Détails de l'exercice>
Rédigez la suite du témoignage sur le suivi médical des personnes affectées aux essais du CEA, en reprenant après sa dernière phrase.

Extrait source>
Au sein du CEA, nous avons constaté une distinction claire entre les personnes directement affectées et celles qui ne l'étaient pas. Les individus directement affectés bénéficiaient de visites médicales et de suivis spécifiques rigoureux, distincts de ceux des personnes non directement affectées. Ces dernières, n'étant pas exposées aux zones à risque de pollution nucléaire, travaillaient principalement dans les bureaux ou s'occupaient de tâches telles que le jardinage.
Pour ma part, j'étais directement affecté aux essais et le suivi des personnes exposées comprenait des consultations régulières avec des médecins et des analyses effectuées par un laboratoire médical sur place. À chaque sortie de zone à risque, nous devions nous moucher dans un mouchoir, lequel était ensuite envoyé au laboratoire pour analyse. Le suivi médical comprenait également des analyses d'urine et de selles, des prises de sang, ainsi qu'une visite médicale au moins une fois par an. En fonction des besoins, il pouvait y avoir jusqu'à cinq visites annuelles.

[Entrées enregistrées]
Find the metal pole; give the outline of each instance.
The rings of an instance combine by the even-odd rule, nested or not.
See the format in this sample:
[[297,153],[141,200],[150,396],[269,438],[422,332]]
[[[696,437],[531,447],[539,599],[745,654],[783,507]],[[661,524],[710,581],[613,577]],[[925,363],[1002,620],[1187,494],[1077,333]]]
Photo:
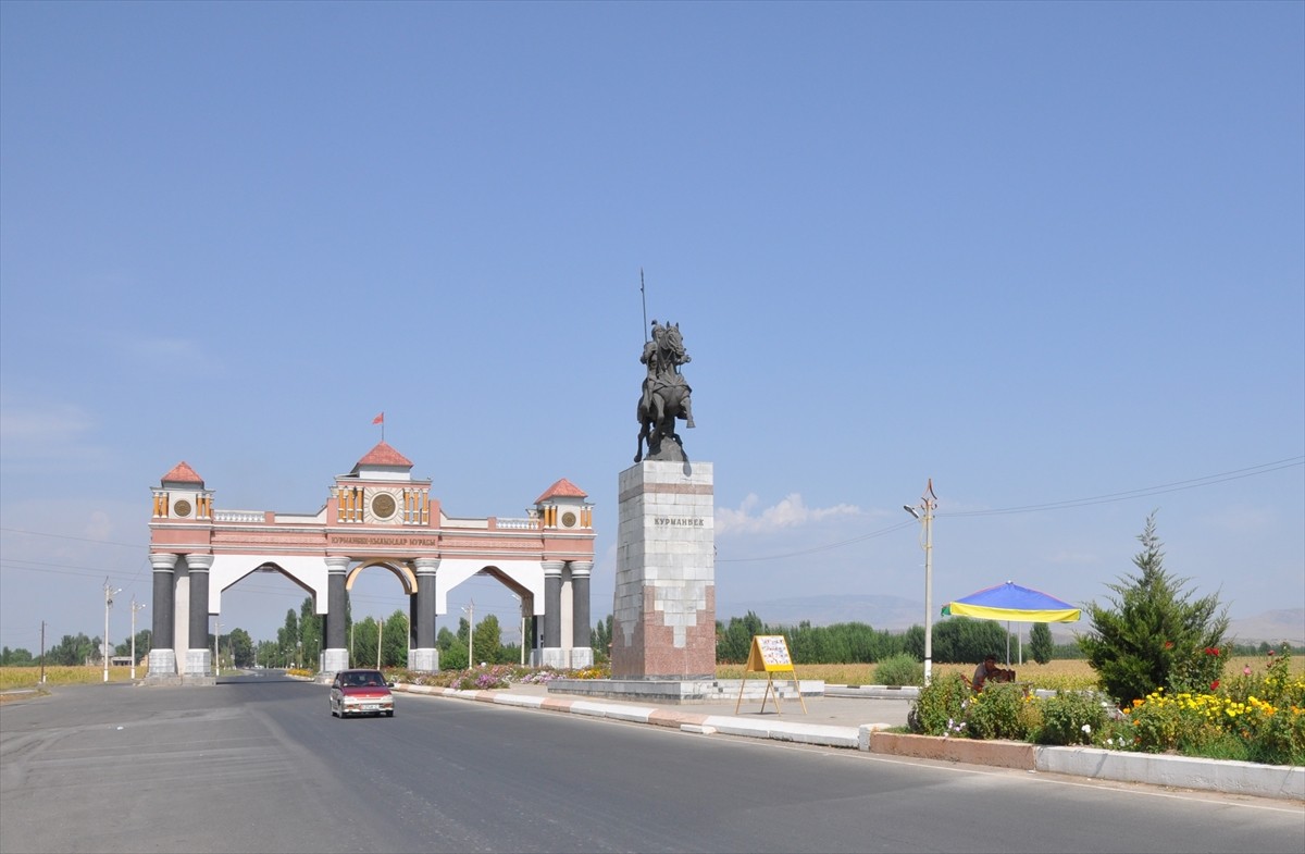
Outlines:
[[136,612],[145,607],[145,603],[136,603],[136,597],[132,597],[132,679],[136,679]]
[[933,479],[924,499],[924,684],[933,682]]
[[115,590],[112,586],[110,586],[108,578],[107,577],[104,578],[104,648],[103,648],[104,682],[108,682],[108,656],[110,656],[110,649],[108,649],[108,609],[114,607],[114,595],[117,594],[117,593],[121,593],[121,592],[123,592],[121,588],[119,588],[117,590]]
[[[938,496],[933,494],[933,478],[929,478],[920,500],[924,511],[924,684],[933,682],[933,511],[938,507]],[[910,504],[903,504],[911,516],[921,518]]]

Résultat>
Durant mes cinquante années de vie professionnelle, le seul endroit où j'ai bénéficié d'un suivi médical rigoureux est Moruroa. Jamais auparavant ni par la suite, je n'ai été aussi bien suivi, sachant que malgré mon âge avancé, je suis toujours en activité et salarié. La visite médicale de la médecine du travail se résume à une prise de tension et un contrôle sommaire, après quoi l'on peut retourner travailler. Comme je vous l'ai déjà dit, la marine s'occupait de la logistique, tandis que le CEA gérait tout ce qui concernait les armes nucléaires. Cela explique peut-être pourquoi nous étions mieux suivis, en raison des risques accrus liés à notre activité bien que, à mon avis il était en réalité identique pour tous.